## Given request
Please write out the stretch of the sprint post below from "Bedroom Light Complexity" through "into one another.", word for word.

## Supplied passage
## Start

Thursday, July 22, 2021

No Country for Old Men Sprint #12

 This week I worked on lighting and fixing the bifold door rig.  Earlier in the week I had level designer Joey critique the lighting I did in the level.  I messed around with the lighting in the hallway and tried to create two lights on both ends of the hallway.  Joey suggested having it a cooler color than a warm color. 

Placing Lights on Both Ends of the Hallway

After playing around with this idea I ultimately took out those lights and placed one light in the hallway behind the mannequin standing in for Anton.  After working with the hallway I went into the bedroom and checked the light complexity and found very little red.  The hallway by the light was in the orange range.

Bedroom Light Complexity

Hallway Light

 Since the bedroom was too dark, I added a few lights to brighten up the room so that the player can see better.  I also adjusted the settings on a few of the lights to blend them into one another.  

Adding Lights to Room

After many builds and changing settings on the lights I had my team test the lighting in the headset and I set images to three level designers for critique.  My team was able to see the room a lot better with the new lighting and I got positive feedback from the level designers. The biggest part of lighting that needs to be fixed is that there is no black and that the player should be able to see everything.

## End

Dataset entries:

## Start

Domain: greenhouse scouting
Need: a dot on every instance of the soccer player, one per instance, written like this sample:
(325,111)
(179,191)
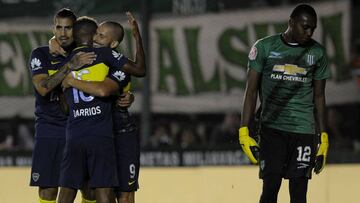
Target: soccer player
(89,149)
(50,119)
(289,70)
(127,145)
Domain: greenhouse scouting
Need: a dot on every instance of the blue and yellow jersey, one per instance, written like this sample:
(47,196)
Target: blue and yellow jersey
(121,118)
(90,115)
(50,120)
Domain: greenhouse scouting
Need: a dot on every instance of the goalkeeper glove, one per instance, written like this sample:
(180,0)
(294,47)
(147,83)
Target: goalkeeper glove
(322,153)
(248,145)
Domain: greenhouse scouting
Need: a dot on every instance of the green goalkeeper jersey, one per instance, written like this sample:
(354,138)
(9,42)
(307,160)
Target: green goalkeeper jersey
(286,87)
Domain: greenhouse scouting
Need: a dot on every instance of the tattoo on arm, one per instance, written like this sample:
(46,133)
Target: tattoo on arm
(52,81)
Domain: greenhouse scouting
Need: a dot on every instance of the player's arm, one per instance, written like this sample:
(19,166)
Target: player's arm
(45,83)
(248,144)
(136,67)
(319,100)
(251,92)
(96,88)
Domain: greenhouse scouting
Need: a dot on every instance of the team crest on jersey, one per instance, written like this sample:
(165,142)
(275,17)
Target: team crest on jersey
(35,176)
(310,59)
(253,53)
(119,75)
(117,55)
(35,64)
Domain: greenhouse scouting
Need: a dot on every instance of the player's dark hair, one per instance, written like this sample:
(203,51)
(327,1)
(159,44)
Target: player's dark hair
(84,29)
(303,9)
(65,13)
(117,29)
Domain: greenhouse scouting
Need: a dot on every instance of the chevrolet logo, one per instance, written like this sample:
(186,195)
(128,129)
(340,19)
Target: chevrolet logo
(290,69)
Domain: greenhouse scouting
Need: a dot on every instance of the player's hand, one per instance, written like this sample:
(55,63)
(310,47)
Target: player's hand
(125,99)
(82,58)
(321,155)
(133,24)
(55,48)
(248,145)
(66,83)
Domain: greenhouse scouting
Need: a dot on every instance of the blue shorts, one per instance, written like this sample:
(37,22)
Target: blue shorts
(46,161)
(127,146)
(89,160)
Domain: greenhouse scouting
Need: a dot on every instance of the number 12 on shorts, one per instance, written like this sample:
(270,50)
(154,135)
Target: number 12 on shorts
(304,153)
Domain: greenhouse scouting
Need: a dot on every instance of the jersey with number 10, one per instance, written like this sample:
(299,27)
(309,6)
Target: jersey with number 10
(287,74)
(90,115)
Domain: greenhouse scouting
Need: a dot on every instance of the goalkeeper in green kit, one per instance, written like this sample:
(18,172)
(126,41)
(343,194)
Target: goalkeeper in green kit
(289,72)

## End

## Task response
Bedroom Light Complexity

Hallway Light

 Since the bedroom was too dark, I added a few lights to brighten up the room so that the player can see better.  I also adjusted the settings on a few of the lights to blend them into one another.